Short exercise A: Please report how many lines of the records contain the string "bush", treating case as significant. Give only the number.

===== Provided passage =====

I call these issues observer effects, because they remind me of what happens in science when our very measurements affect what we are measuring. An example is in quantum mechanics. Heisenberg proved that our very observation of objects changes the way they behave. Perhaps a more relevant example is in social science, where the existence of observers changes the way their subjects behave.

Legal limits

In digital marketing, we are constantly running into these walls for two primary reasons: legal and behavioral. Most countries have laws that prevent companies from gathering personally identifiable information (PII) and using it to target individuals. These so-called do-not-track laws (about which I have written in InformIT) define hard limits on our measurements.

In my job for IBM, for example, we design all our cookies to expire when a user leaves our site. We do this to prevent ourselves from gathering PII for those users. But this prevents us from measuring our repeat visitors, which are tagged as “null” referrers–a geeky way of saying they’re not coded as anything in particular. Calling visits from bookmarks or autocomplete typing in the browser “null referrers” is a derogatory term meaning “we don’t care.” We seem to only care about tactics that are tied to marketing investments, and null referrers cannot be tied to such tactics. Yet, we also know these are some of our most engaged visitors. They convert at an alarmingly high rate. But we can’t tell from what drive-to tactic they first found our site. And we desperately want to.

Behavioral limits

IBM is probably the most careful company on the planet when it comes to legal and regulatory issues. Some companies take a different interpretation of the do-not-track laws than we do. Their cookies do not expire. Some companies continue to gather user data as they navigate and search. When users find out about this, they get angry. The reason for the laws, I hope, is consumer pressure to prevent companies from violating user privacy.

Users hate being tracked. They hate having to opt out of marketing. They especially hate having to opt out of marketing that seems creepily tuned to their past digital behaviors. For example, I hate it when I have to close out of a pop-up ad from Amazon for a product that I’ve already purchased. I lost track of the number of times I’ve had to do this for my own books. And users don’t just hate this kind of targeting because it is often badly done. They hate it even when it’s done well.

===== Material for this exercise =====

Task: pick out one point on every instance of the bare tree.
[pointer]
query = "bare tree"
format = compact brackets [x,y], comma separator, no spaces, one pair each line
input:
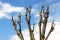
[42,30]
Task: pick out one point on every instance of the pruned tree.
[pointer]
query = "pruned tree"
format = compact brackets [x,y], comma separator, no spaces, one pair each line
[42,31]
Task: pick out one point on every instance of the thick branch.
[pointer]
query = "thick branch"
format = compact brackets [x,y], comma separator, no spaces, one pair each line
[51,29]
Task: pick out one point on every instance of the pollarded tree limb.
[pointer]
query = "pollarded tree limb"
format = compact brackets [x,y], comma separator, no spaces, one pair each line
[14,23]
[46,15]
[19,32]
[51,29]
[28,18]
[40,24]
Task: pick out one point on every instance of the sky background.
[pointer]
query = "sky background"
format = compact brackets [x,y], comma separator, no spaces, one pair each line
[9,7]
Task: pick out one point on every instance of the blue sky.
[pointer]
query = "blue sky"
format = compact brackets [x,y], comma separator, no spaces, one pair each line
[7,7]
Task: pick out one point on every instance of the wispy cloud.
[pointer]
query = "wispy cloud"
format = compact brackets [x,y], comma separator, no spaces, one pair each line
[7,8]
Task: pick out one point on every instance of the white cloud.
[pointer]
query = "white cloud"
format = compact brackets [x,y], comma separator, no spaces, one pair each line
[6,8]
[53,36]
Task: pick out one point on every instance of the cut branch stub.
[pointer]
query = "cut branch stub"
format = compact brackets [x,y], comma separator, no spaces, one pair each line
[14,23]
[51,29]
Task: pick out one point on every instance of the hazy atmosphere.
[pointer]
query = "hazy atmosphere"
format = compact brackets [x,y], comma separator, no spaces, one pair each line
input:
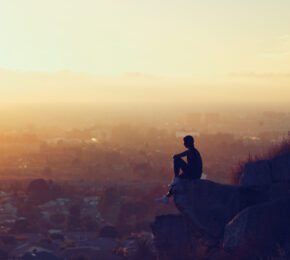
[144,130]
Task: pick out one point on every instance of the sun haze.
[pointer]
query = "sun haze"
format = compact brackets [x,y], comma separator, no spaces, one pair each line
[230,51]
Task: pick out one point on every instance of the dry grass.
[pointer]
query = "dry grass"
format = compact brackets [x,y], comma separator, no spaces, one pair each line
[276,150]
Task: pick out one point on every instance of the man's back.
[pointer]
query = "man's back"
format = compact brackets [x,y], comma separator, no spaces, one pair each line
[194,162]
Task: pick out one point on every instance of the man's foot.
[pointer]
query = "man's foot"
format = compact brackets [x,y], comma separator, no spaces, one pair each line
[174,182]
[163,200]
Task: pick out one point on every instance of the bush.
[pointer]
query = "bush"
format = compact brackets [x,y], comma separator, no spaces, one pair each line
[276,150]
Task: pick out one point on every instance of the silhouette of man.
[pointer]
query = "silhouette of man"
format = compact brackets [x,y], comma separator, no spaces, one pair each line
[190,170]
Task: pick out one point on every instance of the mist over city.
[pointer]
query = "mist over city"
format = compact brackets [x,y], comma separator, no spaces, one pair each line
[144,130]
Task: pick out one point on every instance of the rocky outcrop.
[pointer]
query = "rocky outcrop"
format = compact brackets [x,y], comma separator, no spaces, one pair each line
[267,172]
[263,225]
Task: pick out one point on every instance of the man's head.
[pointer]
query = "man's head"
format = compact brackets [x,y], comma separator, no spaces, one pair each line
[188,141]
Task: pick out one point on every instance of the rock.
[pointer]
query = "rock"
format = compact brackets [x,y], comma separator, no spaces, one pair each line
[264,225]
[208,206]
[256,174]
[280,167]
[267,172]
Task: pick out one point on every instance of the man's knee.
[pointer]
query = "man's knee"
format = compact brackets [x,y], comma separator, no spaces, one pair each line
[177,160]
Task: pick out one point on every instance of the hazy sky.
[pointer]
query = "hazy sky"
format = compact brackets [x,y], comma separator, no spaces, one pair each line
[245,41]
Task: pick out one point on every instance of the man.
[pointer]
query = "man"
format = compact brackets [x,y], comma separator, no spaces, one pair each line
[190,170]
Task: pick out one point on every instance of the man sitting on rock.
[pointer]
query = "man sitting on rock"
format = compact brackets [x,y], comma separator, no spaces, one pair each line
[190,170]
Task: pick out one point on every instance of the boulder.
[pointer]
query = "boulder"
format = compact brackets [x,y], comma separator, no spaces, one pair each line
[208,206]
[264,225]
[266,172]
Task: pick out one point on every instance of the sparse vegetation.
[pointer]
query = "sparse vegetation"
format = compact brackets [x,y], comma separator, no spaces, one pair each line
[276,150]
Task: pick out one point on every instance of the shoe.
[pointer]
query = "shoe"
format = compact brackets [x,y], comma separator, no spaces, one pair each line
[163,200]
[174,182]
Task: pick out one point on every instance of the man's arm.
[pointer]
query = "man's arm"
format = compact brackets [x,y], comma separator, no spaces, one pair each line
[179,155]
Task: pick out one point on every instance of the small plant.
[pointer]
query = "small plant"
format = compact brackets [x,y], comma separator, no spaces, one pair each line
[276,150]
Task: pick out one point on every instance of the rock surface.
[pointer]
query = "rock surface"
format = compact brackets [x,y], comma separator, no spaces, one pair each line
[267,172]
[254,215]
[266,224]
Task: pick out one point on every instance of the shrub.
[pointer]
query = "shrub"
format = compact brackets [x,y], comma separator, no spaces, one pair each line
[276,150]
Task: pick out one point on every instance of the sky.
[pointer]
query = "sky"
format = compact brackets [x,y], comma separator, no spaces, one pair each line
[222,47]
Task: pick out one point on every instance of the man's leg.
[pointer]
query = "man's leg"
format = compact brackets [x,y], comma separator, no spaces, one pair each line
[178,164]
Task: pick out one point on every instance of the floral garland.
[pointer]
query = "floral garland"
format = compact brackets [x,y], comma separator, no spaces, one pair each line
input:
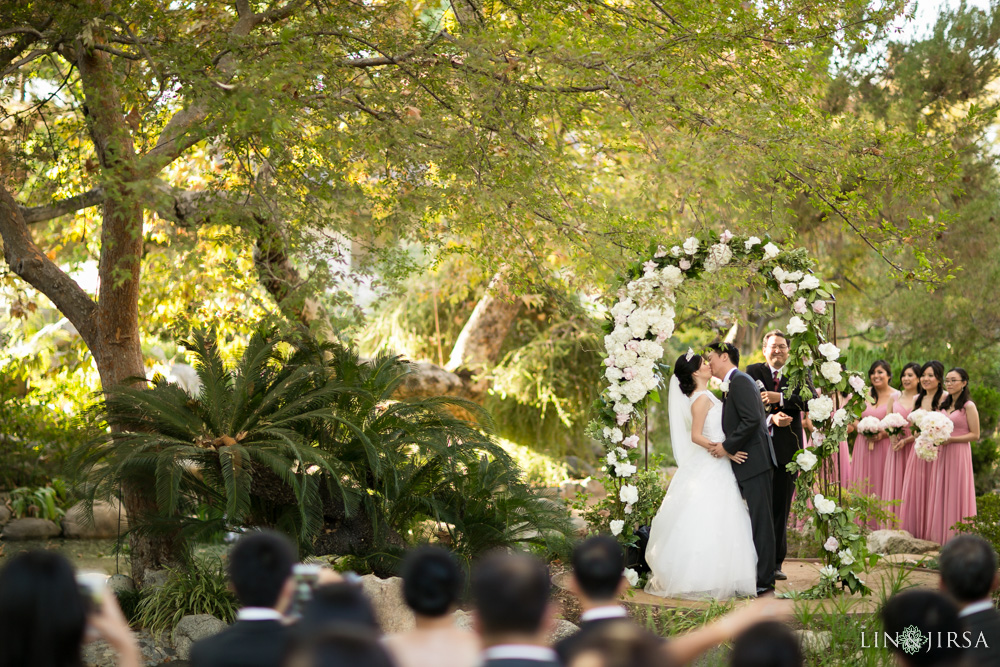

=====

Short exercise B:
Answer these questions from the passage on observer effects in digital marketing:
(i) What does IBM design all its cookies to do?
(ii) What two primary reasons are given for running into these walls in digital marketing?
(iii) Which company's pop-up ad does the writer mention having to close?

Solution A: 2

Solution B:
(i) Expire when a user leaves the site.
(ii) Legal and behavioral.
(iii) Amazon.